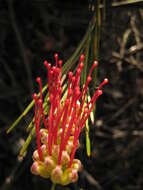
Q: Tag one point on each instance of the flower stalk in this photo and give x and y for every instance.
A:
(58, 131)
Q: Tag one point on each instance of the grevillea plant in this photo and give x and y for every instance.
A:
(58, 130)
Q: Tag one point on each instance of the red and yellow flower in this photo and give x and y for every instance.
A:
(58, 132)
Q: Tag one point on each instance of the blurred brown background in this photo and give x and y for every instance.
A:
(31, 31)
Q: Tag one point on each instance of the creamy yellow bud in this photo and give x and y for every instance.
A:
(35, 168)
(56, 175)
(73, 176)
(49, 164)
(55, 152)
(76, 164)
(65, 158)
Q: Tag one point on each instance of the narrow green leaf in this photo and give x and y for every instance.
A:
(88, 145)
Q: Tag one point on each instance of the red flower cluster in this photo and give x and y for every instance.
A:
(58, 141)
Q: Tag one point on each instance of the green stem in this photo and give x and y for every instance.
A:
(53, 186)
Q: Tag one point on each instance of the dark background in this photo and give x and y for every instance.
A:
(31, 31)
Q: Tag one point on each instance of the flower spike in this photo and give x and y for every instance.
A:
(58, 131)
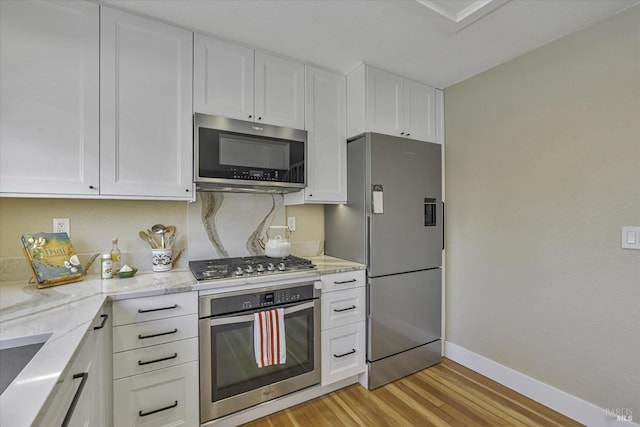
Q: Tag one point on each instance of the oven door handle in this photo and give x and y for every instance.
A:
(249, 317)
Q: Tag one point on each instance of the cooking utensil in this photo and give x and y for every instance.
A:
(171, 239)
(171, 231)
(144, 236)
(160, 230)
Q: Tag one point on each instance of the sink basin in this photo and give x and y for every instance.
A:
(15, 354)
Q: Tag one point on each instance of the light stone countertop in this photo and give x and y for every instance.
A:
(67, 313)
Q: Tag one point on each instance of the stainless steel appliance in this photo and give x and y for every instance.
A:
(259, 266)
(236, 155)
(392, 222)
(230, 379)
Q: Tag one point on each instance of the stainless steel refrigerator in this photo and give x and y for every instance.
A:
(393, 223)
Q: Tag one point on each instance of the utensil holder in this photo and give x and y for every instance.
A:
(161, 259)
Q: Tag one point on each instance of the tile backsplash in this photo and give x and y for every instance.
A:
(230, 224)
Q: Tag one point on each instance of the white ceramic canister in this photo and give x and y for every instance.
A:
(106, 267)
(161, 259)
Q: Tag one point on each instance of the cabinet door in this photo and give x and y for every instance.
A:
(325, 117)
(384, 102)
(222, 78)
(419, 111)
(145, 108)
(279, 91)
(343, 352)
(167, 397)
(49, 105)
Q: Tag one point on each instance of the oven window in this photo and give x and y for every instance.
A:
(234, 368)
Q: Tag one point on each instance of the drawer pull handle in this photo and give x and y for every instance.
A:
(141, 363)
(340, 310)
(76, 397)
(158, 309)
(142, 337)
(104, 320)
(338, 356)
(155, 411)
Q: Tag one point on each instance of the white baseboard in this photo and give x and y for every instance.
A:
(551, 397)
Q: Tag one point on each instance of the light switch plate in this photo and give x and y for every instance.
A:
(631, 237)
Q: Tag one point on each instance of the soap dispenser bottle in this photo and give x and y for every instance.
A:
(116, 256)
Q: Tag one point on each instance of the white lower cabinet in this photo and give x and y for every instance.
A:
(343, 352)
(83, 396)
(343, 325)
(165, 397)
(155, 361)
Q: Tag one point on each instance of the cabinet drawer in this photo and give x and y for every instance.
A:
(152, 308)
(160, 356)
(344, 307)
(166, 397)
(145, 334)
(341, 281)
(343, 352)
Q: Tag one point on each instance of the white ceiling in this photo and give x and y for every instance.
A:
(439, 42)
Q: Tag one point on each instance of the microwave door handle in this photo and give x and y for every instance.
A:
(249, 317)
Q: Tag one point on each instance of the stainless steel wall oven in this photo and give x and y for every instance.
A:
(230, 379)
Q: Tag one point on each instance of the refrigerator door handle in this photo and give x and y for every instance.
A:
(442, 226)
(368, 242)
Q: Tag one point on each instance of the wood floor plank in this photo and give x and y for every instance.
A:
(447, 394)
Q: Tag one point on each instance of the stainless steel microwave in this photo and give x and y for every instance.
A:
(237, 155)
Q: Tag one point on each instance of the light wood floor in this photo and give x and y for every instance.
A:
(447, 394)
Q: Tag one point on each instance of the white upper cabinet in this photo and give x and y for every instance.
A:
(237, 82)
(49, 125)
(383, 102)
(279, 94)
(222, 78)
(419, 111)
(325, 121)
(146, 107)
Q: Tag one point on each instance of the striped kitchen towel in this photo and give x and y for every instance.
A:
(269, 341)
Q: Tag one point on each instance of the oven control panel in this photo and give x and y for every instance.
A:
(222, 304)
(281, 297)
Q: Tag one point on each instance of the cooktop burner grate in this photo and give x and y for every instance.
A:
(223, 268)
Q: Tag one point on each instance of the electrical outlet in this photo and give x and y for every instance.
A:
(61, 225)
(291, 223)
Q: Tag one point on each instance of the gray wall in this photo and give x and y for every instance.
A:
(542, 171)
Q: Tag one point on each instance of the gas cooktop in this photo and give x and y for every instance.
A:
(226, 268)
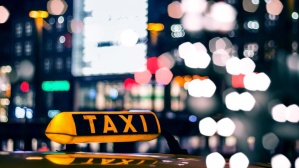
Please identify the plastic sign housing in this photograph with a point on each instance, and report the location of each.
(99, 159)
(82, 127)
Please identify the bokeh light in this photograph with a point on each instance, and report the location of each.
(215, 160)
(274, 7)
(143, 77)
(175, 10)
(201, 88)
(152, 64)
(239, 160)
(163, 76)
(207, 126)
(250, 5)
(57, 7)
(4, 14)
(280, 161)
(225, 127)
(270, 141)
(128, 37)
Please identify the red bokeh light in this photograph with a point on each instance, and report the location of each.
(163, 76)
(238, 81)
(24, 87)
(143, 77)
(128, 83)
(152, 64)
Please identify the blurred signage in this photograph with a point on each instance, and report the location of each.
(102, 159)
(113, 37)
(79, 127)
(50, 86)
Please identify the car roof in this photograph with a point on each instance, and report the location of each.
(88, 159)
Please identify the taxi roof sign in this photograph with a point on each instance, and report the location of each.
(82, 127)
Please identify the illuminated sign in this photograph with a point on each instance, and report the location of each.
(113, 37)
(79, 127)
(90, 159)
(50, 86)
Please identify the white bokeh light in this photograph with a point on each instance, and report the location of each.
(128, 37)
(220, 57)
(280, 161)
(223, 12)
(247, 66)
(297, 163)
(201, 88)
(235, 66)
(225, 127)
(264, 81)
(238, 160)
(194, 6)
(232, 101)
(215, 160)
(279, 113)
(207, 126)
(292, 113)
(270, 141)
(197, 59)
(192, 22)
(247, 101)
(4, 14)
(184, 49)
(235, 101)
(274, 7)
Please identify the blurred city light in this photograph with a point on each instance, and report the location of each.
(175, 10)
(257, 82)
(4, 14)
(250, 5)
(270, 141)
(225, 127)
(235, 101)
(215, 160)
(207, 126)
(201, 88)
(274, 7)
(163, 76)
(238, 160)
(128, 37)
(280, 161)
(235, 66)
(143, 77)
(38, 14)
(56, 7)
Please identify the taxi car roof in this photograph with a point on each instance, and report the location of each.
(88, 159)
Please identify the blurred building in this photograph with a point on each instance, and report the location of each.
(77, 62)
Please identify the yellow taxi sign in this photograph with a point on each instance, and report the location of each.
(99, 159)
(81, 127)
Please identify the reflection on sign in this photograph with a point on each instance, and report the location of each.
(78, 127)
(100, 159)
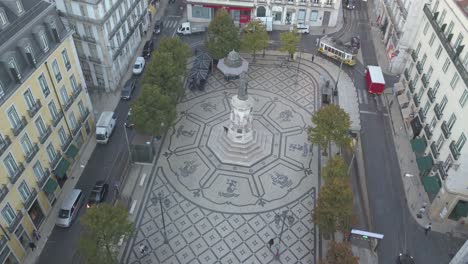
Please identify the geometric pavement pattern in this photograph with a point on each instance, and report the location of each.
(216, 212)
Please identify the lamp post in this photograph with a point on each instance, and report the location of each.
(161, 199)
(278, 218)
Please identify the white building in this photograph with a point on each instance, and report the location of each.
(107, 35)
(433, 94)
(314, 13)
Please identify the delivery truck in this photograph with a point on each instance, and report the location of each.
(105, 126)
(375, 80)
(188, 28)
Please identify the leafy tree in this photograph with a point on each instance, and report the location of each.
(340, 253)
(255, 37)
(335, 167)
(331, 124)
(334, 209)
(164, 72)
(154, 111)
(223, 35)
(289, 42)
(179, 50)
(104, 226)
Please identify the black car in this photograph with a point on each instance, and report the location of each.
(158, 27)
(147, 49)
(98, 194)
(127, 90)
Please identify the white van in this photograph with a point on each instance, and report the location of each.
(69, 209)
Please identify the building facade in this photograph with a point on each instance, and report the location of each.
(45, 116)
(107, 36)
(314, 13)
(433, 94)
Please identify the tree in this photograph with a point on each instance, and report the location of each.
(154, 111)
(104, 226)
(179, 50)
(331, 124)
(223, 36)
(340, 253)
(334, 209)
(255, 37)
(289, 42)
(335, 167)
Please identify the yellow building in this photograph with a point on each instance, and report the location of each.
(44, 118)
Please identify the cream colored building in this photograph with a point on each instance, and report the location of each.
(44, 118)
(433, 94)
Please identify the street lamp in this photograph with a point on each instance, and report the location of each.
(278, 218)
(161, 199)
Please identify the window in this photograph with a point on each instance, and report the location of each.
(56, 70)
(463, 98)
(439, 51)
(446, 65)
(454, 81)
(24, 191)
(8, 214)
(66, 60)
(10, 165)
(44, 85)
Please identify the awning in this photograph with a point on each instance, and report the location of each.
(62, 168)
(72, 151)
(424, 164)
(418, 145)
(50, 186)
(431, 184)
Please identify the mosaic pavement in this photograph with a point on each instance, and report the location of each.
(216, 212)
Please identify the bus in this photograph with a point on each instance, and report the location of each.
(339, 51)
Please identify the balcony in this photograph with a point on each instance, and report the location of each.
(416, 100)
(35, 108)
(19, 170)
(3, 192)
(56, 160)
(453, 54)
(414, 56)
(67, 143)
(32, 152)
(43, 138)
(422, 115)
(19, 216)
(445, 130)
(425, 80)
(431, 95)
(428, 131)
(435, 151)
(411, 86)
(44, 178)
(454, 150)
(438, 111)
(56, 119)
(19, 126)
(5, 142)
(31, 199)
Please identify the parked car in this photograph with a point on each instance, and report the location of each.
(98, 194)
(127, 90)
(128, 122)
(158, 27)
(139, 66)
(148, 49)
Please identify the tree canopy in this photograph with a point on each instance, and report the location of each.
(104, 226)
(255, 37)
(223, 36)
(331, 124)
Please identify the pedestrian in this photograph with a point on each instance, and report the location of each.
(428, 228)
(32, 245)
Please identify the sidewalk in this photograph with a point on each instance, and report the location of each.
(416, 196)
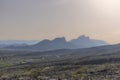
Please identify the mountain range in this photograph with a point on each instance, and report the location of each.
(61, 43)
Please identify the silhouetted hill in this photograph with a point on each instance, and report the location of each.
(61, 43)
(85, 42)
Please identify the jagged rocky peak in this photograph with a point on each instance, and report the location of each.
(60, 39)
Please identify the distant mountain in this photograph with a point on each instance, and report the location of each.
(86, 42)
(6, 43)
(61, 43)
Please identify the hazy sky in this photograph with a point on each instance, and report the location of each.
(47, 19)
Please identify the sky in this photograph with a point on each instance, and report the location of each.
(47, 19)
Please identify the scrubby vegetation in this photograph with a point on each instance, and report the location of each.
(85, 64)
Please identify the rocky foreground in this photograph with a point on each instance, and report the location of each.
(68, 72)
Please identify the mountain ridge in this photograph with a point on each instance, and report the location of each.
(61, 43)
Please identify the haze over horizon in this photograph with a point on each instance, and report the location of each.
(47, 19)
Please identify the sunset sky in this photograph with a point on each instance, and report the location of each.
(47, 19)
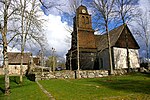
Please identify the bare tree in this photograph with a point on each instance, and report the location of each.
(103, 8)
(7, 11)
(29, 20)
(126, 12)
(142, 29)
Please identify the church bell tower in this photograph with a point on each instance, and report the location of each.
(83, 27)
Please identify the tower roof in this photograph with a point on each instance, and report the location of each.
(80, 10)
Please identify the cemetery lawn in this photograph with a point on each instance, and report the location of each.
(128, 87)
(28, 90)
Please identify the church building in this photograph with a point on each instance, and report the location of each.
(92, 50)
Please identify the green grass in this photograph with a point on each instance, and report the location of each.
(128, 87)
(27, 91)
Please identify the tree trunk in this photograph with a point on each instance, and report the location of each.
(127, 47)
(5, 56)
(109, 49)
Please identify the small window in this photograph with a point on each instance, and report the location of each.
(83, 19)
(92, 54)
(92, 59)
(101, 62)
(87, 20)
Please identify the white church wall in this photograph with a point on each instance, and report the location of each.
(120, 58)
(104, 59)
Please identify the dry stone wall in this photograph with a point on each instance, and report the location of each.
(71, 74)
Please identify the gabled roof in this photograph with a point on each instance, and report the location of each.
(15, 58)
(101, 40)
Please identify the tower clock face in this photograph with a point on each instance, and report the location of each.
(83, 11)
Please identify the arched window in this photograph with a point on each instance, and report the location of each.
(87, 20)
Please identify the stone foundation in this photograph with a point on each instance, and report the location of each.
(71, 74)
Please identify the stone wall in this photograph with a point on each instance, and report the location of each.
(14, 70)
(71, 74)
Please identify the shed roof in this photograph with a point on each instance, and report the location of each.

-*-*-

Your instructions: Print nothing but the lines from the line with "Please identify the white church" to the last line of the records above. Both of those lines count.

Exercise solution:
Please identify the white church wall in this photograph with a point on each instance, and report the location of each.
(120, 58)
(104, 59)
Please identify the dry stone wall in this photograph with a point on each instance, and report the location of each.
(71, 74)
Please identify the gabled roof in this photograph with a point on each instance, and report the location of each.
(15, 58)
(101, 40)
Please identify the tower clock face in this photograph with a point on each instance, and report the location of each.
(83, 11)
Please identify the arched window in this photograph with a point on each instance, and report the location of each.
(87, 20)
Please identify the stone foundation in this photograph with a point on each instance, and report the location of each.
(71, 74)
Please identify the stone wall in this photograph with a point on each instance, and report the location of each.
(14, 70)
(71, 74)
Please identify the shed roof in this photograph with a point on each instance, and report the location of each.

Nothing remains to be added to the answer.